-- Extracted records follows --
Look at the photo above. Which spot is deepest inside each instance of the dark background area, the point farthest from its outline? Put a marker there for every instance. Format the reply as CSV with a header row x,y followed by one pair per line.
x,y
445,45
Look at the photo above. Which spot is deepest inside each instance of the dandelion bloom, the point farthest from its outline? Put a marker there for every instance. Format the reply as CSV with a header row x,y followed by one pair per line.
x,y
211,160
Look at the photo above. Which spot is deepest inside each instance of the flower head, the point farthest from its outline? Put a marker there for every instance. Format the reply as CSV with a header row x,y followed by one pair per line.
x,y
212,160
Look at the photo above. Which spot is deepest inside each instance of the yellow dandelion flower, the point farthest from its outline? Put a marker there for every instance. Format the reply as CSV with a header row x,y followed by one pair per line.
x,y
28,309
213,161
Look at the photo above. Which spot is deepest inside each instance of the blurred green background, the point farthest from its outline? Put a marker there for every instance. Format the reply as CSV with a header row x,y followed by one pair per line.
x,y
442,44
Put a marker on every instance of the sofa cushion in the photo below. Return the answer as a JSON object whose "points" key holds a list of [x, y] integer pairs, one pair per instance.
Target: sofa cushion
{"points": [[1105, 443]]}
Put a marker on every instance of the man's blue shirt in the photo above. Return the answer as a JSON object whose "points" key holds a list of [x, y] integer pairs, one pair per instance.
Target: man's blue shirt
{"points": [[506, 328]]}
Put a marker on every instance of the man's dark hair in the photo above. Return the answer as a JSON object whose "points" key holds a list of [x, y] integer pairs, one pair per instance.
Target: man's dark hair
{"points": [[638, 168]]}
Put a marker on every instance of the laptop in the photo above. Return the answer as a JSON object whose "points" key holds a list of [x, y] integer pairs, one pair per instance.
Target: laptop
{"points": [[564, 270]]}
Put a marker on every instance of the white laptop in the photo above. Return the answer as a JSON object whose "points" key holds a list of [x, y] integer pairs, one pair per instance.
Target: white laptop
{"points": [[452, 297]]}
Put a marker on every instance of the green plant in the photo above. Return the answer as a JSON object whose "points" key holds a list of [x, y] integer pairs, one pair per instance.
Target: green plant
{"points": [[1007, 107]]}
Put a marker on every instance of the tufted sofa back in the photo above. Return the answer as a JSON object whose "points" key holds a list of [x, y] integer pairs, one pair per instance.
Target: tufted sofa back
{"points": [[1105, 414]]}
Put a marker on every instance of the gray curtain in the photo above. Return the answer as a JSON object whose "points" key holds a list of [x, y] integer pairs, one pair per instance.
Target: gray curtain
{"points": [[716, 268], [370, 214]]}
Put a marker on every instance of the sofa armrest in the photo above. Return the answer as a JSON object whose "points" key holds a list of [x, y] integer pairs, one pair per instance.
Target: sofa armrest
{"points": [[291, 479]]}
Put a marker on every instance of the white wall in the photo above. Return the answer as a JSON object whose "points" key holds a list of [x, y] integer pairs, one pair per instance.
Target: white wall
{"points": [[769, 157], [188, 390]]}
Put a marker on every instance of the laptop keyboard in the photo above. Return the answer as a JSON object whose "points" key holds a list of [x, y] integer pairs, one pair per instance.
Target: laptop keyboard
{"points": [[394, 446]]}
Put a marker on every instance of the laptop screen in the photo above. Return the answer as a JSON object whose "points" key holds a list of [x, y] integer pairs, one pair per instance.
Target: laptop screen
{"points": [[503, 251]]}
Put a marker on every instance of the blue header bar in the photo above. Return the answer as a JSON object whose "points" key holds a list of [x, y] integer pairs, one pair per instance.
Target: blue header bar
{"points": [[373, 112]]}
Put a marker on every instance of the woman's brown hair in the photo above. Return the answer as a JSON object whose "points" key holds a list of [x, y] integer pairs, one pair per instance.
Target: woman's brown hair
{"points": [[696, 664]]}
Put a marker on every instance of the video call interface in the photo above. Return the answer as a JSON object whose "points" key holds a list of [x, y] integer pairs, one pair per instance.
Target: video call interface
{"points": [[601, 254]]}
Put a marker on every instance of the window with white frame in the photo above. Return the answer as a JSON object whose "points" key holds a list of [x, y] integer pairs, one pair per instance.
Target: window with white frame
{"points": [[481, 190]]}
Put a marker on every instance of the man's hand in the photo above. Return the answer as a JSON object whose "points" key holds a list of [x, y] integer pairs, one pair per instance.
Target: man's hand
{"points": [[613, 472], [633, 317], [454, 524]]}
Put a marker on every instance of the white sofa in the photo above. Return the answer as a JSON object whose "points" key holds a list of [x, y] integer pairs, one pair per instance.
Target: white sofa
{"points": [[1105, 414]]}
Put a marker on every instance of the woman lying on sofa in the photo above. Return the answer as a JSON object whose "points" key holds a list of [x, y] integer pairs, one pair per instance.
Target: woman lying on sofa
-- Extracted records concluded --
### Prompt
Based on the entries above, please state how many lines include "lying", leaving out everything else.

### Exercise answer
2